** START QUOTED PASSAGE **

Hausner centers the tension in the character of Emily Beecham, the scientist since she becomes the witness of the psychological changes that happen with people in contact with the pollen of these mutant flowers and plants. Thus, the film not only describes the transformation of these characters, (especially the scientist’s son) but also gives a special color code to each scene and situation: whites and greens for the asepsis of the lab, red and green for the home, etc. This is how she creates a special choreography of color, and this point might be the most relevant thing of the film.

There’s an overwhelming use of the soundtrack, which evokes minimal melodies of Asian instruments (dog barks included, like weird “noise”) and which breaks the conciliation with the usual components of the genre (something that Hausner had already worked meticulously in Hotel or Lourdes). This manages to distance the spectator with this story of people who go crazy as an analogy of alienation in a hyper-consumer capitalist world.

** END QUOTED PASSAGE **
** START GIVEN RECORDS **

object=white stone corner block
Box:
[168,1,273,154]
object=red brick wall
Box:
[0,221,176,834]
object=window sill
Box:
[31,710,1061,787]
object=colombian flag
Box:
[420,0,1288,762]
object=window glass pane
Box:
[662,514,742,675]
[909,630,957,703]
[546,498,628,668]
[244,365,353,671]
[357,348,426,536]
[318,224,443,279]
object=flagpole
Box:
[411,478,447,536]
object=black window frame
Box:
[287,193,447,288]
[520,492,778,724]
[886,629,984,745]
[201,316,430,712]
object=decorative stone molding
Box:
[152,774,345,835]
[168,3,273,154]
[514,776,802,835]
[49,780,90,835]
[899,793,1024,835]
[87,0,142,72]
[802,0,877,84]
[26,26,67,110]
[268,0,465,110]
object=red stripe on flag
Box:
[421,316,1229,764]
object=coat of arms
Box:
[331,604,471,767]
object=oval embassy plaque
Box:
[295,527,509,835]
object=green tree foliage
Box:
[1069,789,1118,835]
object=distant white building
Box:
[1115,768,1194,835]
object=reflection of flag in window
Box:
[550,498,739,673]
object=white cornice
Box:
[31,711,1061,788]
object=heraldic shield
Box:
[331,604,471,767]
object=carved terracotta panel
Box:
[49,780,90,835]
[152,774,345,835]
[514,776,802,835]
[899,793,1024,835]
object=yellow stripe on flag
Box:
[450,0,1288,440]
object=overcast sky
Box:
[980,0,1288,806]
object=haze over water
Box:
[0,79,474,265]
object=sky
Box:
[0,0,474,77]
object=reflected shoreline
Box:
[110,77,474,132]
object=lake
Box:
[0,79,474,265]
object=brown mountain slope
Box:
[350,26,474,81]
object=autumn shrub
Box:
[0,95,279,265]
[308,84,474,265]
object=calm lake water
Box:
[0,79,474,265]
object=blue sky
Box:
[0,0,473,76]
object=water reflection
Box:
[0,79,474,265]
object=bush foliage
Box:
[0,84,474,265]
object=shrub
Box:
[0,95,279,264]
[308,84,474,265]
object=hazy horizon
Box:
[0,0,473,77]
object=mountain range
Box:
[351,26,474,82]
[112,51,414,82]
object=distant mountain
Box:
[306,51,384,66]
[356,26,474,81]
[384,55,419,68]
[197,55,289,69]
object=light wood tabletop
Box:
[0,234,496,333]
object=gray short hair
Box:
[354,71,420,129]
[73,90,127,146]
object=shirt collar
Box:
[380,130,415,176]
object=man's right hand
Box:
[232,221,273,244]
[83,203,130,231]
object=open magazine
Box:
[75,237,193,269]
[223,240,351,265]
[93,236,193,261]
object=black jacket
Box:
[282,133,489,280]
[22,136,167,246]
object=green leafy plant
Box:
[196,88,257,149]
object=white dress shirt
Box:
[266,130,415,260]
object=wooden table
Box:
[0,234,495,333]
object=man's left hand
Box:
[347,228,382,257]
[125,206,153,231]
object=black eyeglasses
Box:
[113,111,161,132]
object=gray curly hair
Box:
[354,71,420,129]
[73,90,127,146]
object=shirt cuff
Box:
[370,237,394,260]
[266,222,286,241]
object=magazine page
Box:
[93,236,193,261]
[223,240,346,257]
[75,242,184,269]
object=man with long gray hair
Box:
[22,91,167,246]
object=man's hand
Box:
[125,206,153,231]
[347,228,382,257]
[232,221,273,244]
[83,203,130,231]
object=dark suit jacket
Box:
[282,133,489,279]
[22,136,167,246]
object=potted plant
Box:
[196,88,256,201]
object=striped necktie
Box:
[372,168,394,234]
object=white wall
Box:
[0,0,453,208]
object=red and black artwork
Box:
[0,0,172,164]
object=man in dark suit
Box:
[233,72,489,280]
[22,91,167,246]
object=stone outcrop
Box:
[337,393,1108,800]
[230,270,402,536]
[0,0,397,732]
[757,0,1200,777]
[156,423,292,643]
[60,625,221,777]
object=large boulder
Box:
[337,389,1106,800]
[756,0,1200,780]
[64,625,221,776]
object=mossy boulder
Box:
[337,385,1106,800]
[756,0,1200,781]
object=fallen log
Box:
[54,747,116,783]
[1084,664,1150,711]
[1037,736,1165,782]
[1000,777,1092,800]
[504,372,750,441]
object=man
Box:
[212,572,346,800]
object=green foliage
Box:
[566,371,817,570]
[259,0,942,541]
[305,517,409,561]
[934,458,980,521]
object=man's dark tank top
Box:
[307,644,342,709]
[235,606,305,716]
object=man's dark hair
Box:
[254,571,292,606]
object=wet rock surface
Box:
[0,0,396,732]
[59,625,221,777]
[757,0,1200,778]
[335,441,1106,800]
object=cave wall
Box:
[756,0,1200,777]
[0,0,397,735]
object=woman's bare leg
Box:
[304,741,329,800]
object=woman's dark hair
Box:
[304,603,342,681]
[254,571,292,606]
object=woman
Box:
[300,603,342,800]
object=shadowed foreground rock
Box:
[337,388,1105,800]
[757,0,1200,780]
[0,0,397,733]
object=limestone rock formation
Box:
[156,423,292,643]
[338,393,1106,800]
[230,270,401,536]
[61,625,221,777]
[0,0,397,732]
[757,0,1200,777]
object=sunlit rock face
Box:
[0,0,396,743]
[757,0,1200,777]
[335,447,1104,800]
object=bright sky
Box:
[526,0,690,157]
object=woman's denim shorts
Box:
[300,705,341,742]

** END GIVEN RECORDS **

EXERCISE GOAL
Summarize the film review in two sentences.

PROBLEM SOLUTION
Hausner builds the tension around Emily Beecham's scientist, who witnesses the psychological changes in people exposed to the pollen of mutant plants, and gives each scene its own color code, such as whites and greens for the lab and red and green for the home, a choreography of color that may be the film's most relevant point. Its heavy soundtrack of minimal Asian-instrument melodies, dog barks included, breaks with the genre's usual components and distances the viewer from this story of people going crazy, an analogy for alienation in a hyper-consumer capitalist world.